-- GIVEN TEXT --
>>>

Tagged: analytics

Are You 2.0?

Are you 2.0?

I know.  You’re tired of clichés.

Especially in a pandemic that birthed a lexicography – social distancing, mask-up, nonessential, emergency executive orders, comorbidity.

After all that, you don’t want to hear you’re 1.0, not 2.0.

On the other hand, I’m notorious for not wanting to upgrade. I’ll stay 1.0 rather than risk 2.0 jacking up the performance of some app.  An update downloads, and now I can’t connect to the printer.  Been through that?

So has the investor-relations profession.

Aside:  Investors, you’re getting a ringside seat. IR, as we call it, is the liaison between public companies and Wall Street. A painful evolution from 1.0. to 2.0 is underway.

In the 1970s you had a rotary phone on your desk and you called investors. IR 1.0 is telling the story.

The IR profession formalized by association in 1969 with the advent of the National Investor Relations Institute (NIRI).  I’m currently on the national board representing service providers. A year from now, I’ll hand off that baton to our next emissary.

IR Era 1.0 lasted from 1969 till 2005 when Regulation National Market System changed the market. Telling the story was the chief function of IR for more than 35 years.

If you don’t know Reg NMS, read this.

Continuing, I had the honor of vice-chairing the 50th Anniversary NIRI Annual Conference in 2019, in Phoenix.  Back when people innocently shook hands, hugged, packed conference halls.  We had famed stock-picker Lee Cooperman, market-structure expert Joe Saluzzi of Themis Trading, SEC head of Trading and Markets Brett Redfearn.

We were standing there looking at IR 2.0. Man, that was fun.

I doubt we’ll dispute rotary phones are obsolete.  Sure, we’ve got ringtones that sound like them. But punching buttons is easier.

<<<

-- EXTRACTED MATERIAL --
>>>

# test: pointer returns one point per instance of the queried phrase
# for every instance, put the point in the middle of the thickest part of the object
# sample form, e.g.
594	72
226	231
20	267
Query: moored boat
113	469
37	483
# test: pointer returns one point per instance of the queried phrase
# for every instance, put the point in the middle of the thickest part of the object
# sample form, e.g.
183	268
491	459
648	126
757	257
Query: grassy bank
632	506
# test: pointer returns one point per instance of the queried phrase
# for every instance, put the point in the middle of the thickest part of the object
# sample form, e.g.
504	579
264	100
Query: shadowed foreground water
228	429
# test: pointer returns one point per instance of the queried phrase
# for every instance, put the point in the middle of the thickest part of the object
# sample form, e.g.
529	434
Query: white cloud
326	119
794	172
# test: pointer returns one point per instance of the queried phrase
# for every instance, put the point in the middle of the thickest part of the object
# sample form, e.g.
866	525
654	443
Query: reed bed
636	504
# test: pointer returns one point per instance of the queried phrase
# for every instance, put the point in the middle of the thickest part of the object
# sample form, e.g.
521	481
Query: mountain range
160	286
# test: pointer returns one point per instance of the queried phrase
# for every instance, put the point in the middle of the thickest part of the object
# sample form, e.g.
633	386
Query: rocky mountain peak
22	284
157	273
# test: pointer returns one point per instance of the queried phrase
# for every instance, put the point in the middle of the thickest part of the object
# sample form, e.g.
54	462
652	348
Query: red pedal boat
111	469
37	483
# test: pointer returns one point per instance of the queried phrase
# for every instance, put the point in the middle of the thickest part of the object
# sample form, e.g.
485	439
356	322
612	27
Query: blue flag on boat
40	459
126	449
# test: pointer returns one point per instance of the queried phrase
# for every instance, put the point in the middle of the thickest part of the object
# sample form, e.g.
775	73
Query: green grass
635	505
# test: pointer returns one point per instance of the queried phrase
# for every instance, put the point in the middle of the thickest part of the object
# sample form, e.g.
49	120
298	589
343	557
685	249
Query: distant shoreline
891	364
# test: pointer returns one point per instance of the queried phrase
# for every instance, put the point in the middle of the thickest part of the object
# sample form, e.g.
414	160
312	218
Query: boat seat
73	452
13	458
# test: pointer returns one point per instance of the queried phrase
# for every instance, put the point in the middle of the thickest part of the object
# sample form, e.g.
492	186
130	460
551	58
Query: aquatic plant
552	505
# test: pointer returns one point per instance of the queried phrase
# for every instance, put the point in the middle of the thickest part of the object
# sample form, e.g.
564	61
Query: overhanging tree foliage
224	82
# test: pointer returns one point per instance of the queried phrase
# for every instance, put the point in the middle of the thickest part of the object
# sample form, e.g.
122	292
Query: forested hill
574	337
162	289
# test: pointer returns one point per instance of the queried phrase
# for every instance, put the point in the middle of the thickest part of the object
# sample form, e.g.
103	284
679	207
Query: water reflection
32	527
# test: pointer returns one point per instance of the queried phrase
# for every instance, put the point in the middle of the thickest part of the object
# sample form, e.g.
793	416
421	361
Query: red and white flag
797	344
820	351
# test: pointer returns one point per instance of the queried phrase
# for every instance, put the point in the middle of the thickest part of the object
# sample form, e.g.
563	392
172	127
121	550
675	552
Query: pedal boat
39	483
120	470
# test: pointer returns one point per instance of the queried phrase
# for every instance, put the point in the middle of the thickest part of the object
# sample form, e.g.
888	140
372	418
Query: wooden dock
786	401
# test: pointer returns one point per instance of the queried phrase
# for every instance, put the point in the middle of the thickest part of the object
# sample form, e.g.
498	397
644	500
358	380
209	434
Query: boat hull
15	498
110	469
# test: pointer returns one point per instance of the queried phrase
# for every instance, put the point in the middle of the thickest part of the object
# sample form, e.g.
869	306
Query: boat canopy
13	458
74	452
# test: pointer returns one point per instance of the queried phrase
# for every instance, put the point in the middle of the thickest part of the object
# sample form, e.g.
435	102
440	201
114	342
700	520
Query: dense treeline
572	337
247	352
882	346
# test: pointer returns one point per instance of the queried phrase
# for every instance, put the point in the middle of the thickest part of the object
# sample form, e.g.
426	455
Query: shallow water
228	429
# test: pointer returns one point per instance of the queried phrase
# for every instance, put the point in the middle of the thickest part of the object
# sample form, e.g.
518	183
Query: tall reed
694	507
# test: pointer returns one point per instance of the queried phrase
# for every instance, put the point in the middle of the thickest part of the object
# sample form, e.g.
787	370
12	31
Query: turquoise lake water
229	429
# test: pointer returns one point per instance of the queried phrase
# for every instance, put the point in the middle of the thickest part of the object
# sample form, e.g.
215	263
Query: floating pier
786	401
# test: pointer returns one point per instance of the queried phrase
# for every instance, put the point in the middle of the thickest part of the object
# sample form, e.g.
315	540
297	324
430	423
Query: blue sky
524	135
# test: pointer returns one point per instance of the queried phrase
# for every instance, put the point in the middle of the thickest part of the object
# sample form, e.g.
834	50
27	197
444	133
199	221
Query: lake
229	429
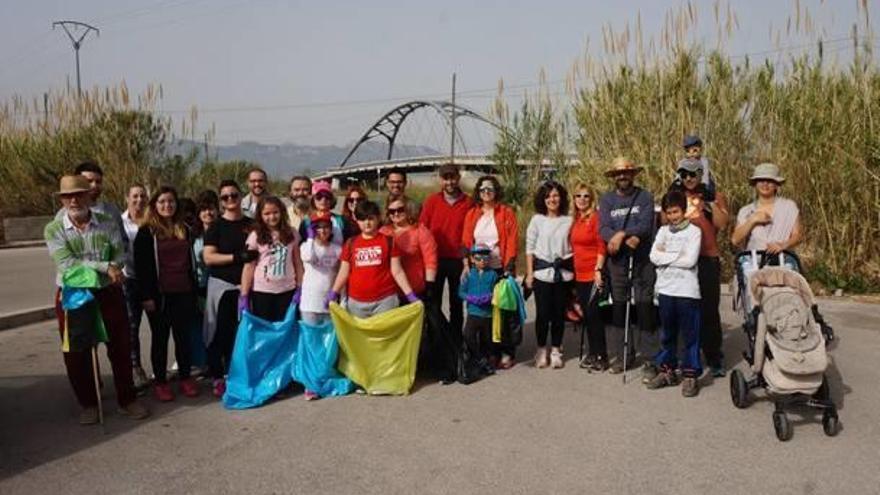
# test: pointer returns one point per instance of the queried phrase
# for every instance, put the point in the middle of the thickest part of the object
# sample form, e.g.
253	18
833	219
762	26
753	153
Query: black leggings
593	320
220	350
551	300
174	315
270	307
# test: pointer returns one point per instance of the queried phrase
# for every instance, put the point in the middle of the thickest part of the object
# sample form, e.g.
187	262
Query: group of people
194	266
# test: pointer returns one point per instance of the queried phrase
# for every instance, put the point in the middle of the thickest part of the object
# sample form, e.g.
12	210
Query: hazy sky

<<<

-- REQUIREMENT 1 --
According to the investor-relations post, what event in 2005 ended IR Era 1.0?
-- REQUIREMENT 2 --
Print the stretch of the investor-relations post from "The IR profession" through "our next emissary.".
-- REQUIREMENT 3 --
Carry on the investor-relations post from the point where it stops.
The entries aren't needed for anything you're asked to do here.

-- ANSWER AREA 1 --
Regulation National Market System changed the market.

-- ANSWER AREA 2 --
The IR profession formalized by association in 1969 with the advent of the National Investor Relations Institute (NIRI).  I’m currently on the national board representing service providers. A year from now, I’ll hand off that baton to our next emissary.

-- ANSWER AREA 3 --
Speaking of easy, attending the NIRI 2020 Annual Conference is easier than a button. And it’s upon us.  We’ve spent a long time apart.  Socially distanced, I guess. While that continues at the AC, we can still be virtually together. I’ll be there.

Come join me!  It’s simple. Go here and register (you’d spend a lot more on hotel rooms – and we had sponsored your keys at the Miami Fontainebleau, by the way. Sigh. Ah well.) and instead of checking in to a room, check out the schedule.

Come see our Express Talk. See our two-minute video called, “What Do I Do With It?” See the 2021 IR Planning Calendar to help you navigate the minefield of derivatives expirations when you report results (don’t blow a limb off your story. So to speak.).

I just watched our Express Talk.  I look rough in the first clip – like I’ve been through a Pandemic. I’m cleaned up in the next, even wearing a tie. Then I’m settled in by clip three to share what matters about IR 2.0.

Come view them. Support our community.  After all, 2020 is going to end, despite indications at times this year that it never would. We’re almost there!

Back to IR 2.0.  Understand this: Our profession is a data enterprise now. Not a phone-dialer, meeting-setter.  There’s financial data (your story), ESG data (governance), Alt data (what the buyside is really tracking, like jobs, credit card transactions, port-of-entry satellite views).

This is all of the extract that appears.